### Task brief:
Report each line in the items below that contains the word "black".

### Dataset content:
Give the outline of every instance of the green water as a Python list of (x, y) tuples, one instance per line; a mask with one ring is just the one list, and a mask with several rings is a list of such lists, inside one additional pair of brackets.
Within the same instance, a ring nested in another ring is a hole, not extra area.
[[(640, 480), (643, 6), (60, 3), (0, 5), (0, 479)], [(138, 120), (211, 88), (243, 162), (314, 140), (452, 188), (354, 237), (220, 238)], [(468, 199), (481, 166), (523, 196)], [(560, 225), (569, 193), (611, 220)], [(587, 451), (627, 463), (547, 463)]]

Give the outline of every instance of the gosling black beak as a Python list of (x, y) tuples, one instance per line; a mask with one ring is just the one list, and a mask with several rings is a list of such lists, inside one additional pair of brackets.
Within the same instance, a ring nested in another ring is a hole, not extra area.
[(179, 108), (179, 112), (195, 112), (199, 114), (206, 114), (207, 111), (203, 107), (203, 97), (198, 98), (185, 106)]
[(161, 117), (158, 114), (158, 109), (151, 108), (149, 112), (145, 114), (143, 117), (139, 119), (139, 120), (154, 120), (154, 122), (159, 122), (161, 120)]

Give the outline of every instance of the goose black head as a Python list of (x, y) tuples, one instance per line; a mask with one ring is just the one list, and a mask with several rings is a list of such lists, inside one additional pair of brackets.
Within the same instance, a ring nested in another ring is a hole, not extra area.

---

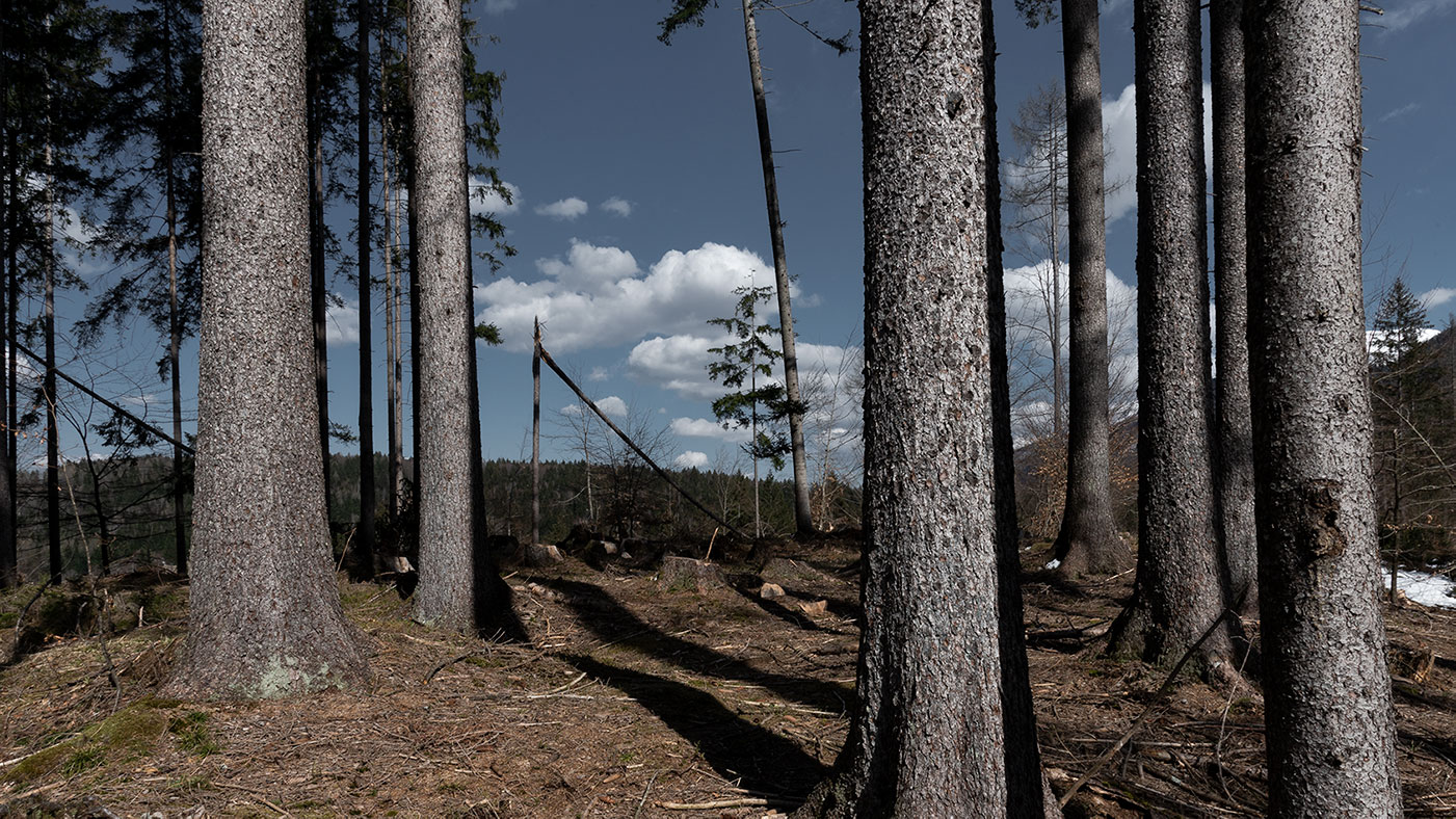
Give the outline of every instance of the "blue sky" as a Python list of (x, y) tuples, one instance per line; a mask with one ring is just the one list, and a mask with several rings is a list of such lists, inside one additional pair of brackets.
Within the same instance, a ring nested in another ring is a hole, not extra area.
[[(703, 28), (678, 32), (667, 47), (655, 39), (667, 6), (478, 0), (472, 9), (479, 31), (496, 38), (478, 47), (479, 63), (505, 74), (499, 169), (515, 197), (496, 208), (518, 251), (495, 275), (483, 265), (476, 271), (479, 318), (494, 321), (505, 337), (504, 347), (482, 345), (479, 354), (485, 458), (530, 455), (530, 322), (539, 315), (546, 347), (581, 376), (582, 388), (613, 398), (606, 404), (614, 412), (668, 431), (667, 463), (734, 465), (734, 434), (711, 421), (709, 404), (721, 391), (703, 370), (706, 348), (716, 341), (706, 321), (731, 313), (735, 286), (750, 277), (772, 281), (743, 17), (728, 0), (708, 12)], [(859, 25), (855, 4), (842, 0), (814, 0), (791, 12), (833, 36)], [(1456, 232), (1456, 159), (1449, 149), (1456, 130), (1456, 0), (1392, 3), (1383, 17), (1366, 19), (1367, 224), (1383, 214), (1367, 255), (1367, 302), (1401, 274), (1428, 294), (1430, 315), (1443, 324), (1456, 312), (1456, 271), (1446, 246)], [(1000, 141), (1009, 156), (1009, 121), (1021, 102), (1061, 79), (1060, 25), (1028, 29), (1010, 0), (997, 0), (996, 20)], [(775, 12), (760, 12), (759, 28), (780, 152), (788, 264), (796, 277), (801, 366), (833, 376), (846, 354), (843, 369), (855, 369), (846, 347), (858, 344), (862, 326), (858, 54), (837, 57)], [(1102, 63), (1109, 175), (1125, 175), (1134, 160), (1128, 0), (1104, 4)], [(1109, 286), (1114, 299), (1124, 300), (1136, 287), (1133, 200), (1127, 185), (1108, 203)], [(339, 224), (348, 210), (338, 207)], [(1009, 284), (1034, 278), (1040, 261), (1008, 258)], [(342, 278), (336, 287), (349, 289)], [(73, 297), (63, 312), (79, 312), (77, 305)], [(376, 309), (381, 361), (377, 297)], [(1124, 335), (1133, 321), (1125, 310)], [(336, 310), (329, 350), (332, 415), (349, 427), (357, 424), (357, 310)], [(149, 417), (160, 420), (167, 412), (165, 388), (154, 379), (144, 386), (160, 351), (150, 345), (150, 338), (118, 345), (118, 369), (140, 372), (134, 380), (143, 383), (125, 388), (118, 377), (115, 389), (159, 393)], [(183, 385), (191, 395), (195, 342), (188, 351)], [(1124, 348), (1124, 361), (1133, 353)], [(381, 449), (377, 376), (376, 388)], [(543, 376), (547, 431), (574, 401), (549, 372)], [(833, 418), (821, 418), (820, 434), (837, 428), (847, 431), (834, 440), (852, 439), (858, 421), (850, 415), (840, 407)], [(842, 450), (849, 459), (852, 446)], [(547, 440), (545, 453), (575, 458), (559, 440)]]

### Finished exercise:
Give the outline of every instance of the gosling black beak as a Python list of (x, y) tuples, one instance per line; a mask with one ring is just the one list, and a mask with several rings is a list of such lists, inside one additional pair of brackets.
Give the outline of every instance of the goose black head as a Python list of (x, y) tuples, one instance per line; a mask with one ring is just the one list, and a mask with several rings is a list of such lists, inside one additional pair of brackets.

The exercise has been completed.